Task objective:
Report every line of the material that contains the word "wall", copying each line in full.

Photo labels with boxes

******

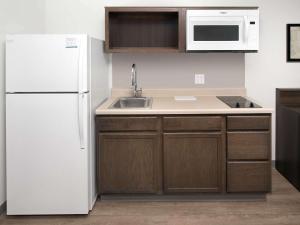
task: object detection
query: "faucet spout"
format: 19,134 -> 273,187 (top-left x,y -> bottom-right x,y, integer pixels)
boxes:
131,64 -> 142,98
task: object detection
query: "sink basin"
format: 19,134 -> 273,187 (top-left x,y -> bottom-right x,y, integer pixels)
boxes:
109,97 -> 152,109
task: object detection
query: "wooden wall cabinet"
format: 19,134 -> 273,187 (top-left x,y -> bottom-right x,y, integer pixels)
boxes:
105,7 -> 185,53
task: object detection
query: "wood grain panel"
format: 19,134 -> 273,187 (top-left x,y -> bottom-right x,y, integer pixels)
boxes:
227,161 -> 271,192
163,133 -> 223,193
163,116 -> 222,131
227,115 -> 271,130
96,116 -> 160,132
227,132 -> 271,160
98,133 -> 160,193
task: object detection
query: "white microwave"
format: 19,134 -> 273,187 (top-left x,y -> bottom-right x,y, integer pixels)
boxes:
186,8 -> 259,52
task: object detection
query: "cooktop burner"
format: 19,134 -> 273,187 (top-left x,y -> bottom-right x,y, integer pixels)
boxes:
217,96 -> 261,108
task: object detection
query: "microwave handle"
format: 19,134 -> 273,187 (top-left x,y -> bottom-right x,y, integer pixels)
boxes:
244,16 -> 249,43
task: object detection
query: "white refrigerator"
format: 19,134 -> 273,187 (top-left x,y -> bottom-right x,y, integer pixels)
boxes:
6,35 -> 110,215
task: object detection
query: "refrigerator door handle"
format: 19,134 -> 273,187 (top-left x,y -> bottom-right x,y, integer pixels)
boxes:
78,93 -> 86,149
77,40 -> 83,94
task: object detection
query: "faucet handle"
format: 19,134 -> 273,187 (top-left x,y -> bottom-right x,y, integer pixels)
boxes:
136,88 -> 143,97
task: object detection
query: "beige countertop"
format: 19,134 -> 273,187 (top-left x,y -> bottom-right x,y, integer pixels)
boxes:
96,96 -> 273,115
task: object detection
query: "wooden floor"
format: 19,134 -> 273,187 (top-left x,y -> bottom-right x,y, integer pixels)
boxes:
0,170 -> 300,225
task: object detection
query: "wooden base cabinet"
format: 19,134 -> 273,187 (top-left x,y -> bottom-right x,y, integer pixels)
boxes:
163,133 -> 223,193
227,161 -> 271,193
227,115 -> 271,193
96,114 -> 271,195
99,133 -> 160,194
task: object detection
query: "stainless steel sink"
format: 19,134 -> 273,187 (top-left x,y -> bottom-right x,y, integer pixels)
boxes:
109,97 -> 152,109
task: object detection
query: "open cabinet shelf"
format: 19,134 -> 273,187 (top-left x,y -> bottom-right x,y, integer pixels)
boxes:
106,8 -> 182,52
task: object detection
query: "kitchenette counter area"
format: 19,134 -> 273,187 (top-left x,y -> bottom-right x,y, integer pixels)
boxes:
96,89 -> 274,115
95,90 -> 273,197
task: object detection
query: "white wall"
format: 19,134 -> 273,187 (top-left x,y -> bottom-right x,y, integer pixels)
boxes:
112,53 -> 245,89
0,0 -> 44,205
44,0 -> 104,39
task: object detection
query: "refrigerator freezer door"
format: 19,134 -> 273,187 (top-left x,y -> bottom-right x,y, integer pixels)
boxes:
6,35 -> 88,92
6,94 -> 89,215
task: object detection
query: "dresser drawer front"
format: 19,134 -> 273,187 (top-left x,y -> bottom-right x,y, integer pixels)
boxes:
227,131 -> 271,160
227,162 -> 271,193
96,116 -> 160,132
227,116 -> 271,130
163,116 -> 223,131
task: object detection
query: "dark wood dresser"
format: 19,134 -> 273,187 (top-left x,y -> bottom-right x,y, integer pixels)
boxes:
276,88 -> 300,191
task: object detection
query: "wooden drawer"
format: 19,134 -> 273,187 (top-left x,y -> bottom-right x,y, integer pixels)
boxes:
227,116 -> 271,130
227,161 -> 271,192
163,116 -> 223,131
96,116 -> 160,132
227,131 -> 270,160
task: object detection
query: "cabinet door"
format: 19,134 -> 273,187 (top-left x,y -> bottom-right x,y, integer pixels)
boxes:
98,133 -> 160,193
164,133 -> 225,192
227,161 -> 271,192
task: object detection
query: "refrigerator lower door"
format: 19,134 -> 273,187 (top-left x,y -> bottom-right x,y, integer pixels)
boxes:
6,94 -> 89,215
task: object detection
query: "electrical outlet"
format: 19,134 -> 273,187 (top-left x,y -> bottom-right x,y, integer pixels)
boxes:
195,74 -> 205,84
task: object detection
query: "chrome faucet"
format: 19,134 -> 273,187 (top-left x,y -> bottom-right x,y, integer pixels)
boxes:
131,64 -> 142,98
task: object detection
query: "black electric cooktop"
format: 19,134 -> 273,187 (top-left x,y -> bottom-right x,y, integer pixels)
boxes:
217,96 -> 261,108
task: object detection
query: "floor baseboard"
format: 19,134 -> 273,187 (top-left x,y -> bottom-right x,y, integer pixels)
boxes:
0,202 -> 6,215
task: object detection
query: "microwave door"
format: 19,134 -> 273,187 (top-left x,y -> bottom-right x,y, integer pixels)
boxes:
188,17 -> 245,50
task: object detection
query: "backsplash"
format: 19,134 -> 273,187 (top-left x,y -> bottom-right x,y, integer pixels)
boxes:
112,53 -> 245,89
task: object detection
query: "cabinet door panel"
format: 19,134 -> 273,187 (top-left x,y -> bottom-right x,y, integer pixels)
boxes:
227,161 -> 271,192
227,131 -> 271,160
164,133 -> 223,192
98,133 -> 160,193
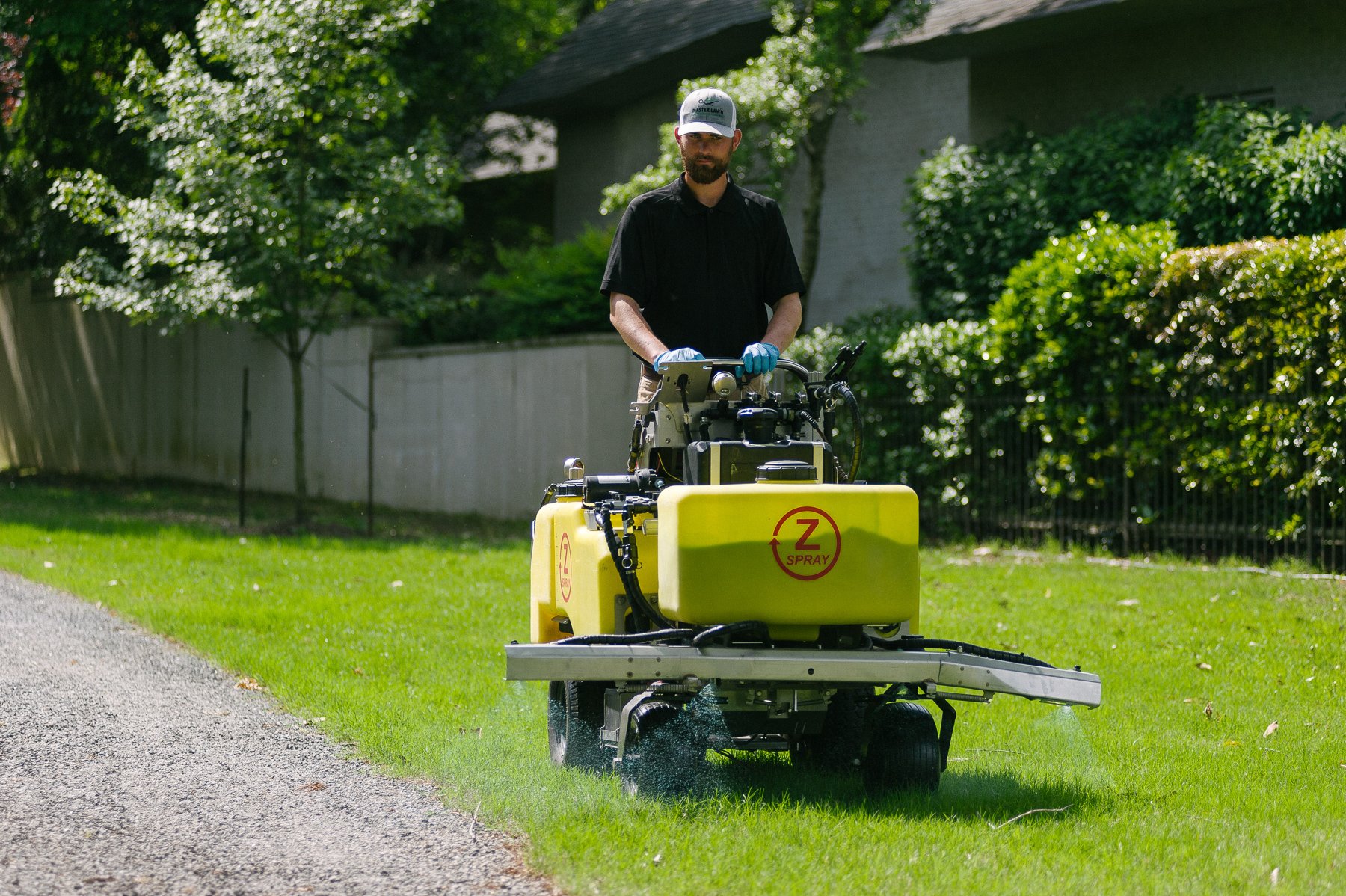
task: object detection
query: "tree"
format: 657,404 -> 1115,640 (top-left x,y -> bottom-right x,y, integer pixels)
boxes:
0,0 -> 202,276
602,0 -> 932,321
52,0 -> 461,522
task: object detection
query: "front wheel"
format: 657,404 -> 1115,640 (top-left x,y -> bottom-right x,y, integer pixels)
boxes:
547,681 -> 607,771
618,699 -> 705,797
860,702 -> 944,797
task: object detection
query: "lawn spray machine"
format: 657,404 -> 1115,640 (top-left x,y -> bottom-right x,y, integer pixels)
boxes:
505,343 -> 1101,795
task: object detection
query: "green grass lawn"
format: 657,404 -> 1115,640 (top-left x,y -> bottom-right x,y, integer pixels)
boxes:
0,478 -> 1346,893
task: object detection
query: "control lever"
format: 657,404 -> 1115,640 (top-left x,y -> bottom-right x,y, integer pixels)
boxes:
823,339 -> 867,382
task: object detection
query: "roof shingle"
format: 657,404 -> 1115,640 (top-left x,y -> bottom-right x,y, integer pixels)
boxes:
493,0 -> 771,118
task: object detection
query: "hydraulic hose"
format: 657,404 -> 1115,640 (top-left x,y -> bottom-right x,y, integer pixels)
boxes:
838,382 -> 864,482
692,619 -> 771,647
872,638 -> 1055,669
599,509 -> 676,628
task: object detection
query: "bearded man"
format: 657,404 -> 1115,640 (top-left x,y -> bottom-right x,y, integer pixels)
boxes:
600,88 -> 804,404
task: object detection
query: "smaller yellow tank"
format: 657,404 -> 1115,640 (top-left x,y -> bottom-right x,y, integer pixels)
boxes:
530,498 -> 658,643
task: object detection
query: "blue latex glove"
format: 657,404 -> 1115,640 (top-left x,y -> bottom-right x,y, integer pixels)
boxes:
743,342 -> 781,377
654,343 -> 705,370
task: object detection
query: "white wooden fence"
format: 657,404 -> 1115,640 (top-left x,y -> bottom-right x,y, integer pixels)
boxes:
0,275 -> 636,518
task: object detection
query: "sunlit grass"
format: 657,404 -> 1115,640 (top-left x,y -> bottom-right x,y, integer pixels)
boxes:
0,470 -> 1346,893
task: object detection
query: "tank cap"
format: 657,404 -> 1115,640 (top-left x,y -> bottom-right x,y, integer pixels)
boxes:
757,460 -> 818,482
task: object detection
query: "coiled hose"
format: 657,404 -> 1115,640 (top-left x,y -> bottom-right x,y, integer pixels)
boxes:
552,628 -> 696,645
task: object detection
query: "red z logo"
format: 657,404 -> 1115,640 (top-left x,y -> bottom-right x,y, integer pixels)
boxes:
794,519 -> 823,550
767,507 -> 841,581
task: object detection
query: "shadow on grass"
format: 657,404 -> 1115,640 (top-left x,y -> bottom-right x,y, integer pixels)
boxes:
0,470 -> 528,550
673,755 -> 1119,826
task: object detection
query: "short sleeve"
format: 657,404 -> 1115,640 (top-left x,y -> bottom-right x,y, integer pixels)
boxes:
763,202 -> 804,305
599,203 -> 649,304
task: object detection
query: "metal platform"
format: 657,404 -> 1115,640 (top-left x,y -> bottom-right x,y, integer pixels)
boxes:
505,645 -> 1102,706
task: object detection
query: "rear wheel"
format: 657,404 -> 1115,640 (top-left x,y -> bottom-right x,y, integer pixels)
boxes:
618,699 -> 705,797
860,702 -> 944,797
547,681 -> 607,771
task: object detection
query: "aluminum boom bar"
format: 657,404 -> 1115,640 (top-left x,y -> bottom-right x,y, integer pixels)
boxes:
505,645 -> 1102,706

******

Expected output:
query: "wooden wall cabinet"
query: "white wall"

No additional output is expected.